Data rows =>
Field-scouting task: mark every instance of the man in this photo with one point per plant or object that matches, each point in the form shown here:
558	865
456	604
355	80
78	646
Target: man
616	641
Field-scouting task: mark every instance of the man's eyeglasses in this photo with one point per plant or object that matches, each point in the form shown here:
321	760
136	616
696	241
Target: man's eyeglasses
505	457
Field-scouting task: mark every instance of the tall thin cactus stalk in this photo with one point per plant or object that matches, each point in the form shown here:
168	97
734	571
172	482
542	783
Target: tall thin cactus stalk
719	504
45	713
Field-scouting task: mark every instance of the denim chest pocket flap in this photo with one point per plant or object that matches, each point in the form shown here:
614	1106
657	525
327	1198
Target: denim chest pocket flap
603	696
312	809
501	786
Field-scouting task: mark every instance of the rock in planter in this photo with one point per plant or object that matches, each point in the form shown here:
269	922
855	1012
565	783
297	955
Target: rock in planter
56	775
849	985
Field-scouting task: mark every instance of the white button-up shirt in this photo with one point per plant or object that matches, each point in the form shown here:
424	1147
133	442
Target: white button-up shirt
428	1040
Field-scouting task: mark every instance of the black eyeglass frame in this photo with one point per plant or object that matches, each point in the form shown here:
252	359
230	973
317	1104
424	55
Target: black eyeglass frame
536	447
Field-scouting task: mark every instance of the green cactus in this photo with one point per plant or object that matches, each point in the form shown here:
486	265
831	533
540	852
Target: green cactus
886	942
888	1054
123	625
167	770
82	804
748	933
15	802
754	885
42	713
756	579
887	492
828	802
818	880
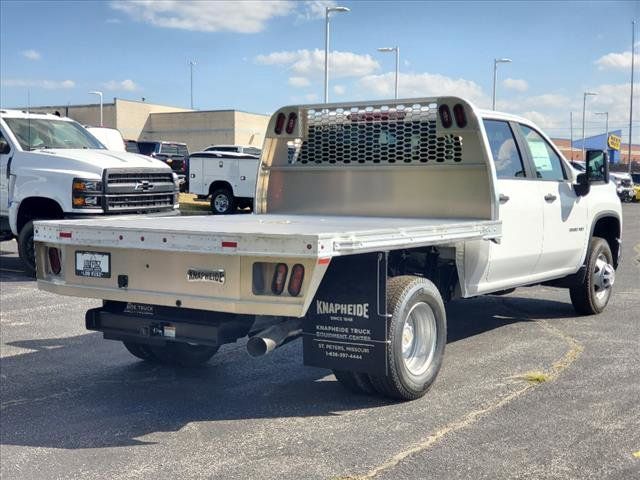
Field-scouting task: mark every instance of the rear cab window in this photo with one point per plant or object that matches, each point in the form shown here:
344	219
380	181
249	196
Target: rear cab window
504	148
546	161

Requirement => Please rewrite all of the records above with "Field-scouting task" replaced by "Labeling task" everywhere, changing nothing else. Leave the pictures out.

Written reply =>
Labeling task: mark every instance of the man in this photo with one point per plant or object that matches, each point in the form shown here:
558	865
456	604
355	80
78	646
Target: man
616	641
Labeling task: mark every instance of the man's eyeglasses in this photo with one point per plant or object that matches, each point in the form shown here:
321	760
136	616
696	241
Target: man's eyeglasses
505	457
Labeling task: mark every instance of the tall thin cactus stalk in this photo with one point per plant or object that matches, each point in the form shown here:
168	97
734	571
172	482
542	783
Target: tall thin cactus stalk
719	504
45	713
Labeling task: mark every instance of the denim chest pocket flap in this photo with one point per plant or object that matches, each point in the form shown here:
614	1106
657	525
327	1198
Target: denim chest pocket flap
603	696
312	809
501	786
Labeling task: mark every instance of the rock in planter in this photo with one point per plant or object that matches, each point in the form shown here:
269	922
855	1012
565	783
297	955
Target: rock in planter
56	775
849	985
Labeling task: mark every instance of the white button-up shirt in this photo with one point per plant or object that matches, each point in the form shown here:
424	1147
133	442
Target: white button-up shirt
428	1040
Labeling task: mark every instance of the black eyeglass frame in this photo with one point per plant or object that matches, each point in the form shown here:
252	359
230	973
317	1104
424	55
Target: black eyeglass frame
536	447
Labeling task: mark every instance of the green cactus in this photo with one point per plant or object that matches, each point in the form shown here:
486	265
831	533
540	852
Target: green cactus
886	942
888	1054
123	625
167	770
82	804
748	933
15	802
754	885
42	713
756	579
887	492
828	802
818	880
Labeling task: mark every instance of the rear cab window in this photo with one point per plant or object that matches, each point in the form shown here:
344	219
380	181
249	196
Target: rear cab window
504	148
546	161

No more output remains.